Pick out every line of the material below that contains the string "mountain" and copy each of those lines in full.

* MATERIAL TO PROCESS:
--------------------------------
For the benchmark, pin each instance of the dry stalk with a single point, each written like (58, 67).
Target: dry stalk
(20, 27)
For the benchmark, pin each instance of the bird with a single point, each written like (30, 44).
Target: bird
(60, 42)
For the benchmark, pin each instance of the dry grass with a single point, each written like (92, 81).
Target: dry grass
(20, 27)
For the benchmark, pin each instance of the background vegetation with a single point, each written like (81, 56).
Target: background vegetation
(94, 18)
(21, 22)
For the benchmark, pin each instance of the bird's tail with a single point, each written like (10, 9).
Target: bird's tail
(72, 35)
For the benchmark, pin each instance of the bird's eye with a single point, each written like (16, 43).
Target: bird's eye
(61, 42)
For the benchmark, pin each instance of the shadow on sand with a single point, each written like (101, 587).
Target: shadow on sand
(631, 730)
--------------------------------
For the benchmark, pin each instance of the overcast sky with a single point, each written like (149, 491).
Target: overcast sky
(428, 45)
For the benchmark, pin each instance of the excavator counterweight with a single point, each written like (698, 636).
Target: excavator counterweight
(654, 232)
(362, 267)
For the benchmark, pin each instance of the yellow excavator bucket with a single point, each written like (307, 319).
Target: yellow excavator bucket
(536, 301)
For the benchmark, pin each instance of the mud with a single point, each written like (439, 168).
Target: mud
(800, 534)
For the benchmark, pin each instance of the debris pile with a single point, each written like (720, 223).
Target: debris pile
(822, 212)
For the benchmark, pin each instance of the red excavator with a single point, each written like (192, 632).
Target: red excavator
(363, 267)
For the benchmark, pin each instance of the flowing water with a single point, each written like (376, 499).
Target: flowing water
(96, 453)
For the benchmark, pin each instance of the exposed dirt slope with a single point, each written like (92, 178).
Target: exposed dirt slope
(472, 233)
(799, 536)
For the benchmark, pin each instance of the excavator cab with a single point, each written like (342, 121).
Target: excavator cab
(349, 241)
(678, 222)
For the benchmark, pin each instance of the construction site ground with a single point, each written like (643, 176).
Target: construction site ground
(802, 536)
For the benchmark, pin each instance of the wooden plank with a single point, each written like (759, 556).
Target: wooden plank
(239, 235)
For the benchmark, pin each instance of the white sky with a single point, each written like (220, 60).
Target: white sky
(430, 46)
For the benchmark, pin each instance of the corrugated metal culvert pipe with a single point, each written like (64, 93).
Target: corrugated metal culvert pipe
--------------------------------
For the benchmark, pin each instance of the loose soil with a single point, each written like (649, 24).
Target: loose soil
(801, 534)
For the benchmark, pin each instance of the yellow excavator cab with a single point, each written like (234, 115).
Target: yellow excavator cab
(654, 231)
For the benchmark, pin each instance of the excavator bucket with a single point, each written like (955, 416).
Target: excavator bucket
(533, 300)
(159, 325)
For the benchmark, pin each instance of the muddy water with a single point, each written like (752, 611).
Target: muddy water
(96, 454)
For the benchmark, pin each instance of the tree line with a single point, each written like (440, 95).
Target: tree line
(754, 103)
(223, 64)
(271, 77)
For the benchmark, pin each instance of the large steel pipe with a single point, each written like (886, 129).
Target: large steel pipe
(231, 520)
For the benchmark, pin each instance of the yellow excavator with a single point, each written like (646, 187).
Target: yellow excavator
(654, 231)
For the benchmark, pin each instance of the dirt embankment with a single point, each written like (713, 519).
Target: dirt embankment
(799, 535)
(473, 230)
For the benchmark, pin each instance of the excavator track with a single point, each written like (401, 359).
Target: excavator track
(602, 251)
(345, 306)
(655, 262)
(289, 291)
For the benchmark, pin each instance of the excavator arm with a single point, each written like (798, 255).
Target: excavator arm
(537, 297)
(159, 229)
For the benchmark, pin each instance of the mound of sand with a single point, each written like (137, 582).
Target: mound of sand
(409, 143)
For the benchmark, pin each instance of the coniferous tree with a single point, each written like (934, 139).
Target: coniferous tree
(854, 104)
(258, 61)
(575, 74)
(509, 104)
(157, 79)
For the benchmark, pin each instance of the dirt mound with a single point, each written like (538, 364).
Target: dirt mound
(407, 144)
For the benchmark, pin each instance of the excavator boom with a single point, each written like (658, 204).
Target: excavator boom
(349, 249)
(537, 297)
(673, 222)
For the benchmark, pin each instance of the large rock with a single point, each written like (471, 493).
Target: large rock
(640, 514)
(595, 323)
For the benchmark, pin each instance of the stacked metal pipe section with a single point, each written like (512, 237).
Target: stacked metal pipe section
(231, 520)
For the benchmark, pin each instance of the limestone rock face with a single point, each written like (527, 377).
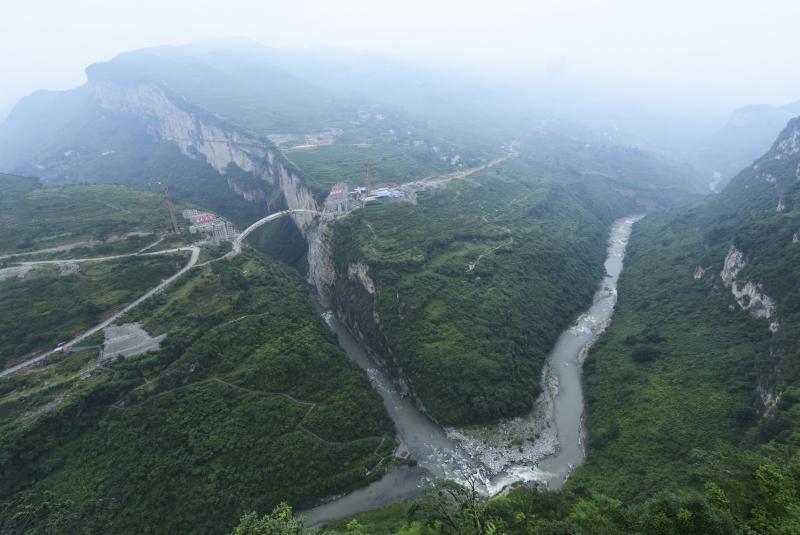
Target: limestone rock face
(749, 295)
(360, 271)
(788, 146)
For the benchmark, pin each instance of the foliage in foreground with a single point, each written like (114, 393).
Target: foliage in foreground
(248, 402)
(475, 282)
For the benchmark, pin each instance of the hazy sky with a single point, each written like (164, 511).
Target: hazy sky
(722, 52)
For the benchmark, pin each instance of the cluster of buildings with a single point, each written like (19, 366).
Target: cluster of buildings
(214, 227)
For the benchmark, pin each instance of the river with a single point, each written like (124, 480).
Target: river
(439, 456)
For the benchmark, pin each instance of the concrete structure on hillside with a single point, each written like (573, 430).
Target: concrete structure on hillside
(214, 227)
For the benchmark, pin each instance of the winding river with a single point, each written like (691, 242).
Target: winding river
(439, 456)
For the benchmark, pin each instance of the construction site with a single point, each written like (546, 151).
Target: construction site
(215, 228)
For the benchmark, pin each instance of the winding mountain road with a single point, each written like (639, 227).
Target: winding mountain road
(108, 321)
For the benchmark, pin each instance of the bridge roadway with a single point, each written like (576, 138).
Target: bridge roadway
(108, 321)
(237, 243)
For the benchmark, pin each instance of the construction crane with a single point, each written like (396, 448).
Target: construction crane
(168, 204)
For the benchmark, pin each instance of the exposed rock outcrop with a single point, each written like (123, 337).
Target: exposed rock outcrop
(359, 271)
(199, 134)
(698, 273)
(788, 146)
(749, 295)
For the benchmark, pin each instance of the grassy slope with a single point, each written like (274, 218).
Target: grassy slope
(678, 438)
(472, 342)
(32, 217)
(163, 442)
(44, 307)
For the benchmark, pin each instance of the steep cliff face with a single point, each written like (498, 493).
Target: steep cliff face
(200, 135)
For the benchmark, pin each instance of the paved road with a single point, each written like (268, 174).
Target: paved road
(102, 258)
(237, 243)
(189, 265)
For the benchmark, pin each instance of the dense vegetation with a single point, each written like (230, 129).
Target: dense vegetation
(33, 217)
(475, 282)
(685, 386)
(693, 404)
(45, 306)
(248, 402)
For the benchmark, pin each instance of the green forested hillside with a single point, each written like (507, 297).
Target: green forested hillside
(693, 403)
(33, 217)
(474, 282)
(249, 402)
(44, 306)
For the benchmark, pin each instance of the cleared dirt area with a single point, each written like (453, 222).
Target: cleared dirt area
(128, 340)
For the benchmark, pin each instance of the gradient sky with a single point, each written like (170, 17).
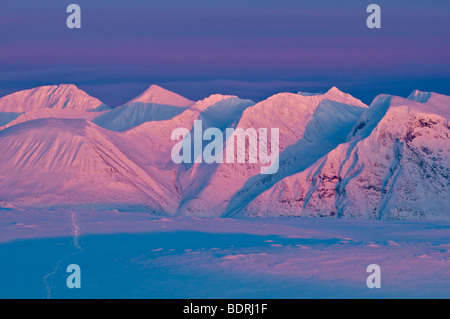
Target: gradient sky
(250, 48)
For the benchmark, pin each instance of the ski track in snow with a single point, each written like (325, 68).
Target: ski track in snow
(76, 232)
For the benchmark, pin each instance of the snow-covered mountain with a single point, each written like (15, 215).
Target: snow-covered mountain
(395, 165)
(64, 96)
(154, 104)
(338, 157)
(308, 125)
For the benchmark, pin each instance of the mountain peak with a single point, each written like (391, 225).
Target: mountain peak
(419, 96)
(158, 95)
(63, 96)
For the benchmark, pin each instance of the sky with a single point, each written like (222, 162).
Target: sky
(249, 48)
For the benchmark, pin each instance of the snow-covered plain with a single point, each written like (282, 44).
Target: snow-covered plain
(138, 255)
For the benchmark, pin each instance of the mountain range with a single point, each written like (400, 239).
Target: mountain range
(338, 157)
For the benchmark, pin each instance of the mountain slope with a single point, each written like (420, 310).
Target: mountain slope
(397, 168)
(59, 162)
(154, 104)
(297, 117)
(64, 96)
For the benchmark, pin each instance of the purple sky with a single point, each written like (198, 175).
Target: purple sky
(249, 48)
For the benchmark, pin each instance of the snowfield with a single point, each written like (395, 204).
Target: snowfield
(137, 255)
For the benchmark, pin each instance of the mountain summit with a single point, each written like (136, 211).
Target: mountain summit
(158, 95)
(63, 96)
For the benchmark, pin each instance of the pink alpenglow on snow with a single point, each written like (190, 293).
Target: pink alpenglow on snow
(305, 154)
--------------------------------
* TASK ANSWER:
For the benchmark, pin each instance of the winding mountain road with a single point, each written like (639, 227).
Target: winding mountain road
For the benchmark, pin each instance of the snow-covered mountain with a single point, each written like (15, 215).
Target: snow-covered mountain
For the benchmark, pin each instance of the mountain peak with a single point, each written like (391, 225).
Target: mountain peak
For the benchmark, pin each instance of the mountain range with a single point, each written like (400, 239).
Target: mountain range
For the benchmark, pin each instance of the mountain slope with a single point, each written like (420, 310).
Target: mountain slope
For the benchmark, pin each instance of the mountain summit with a single point, each written like (136, 211).
Target: mountain summit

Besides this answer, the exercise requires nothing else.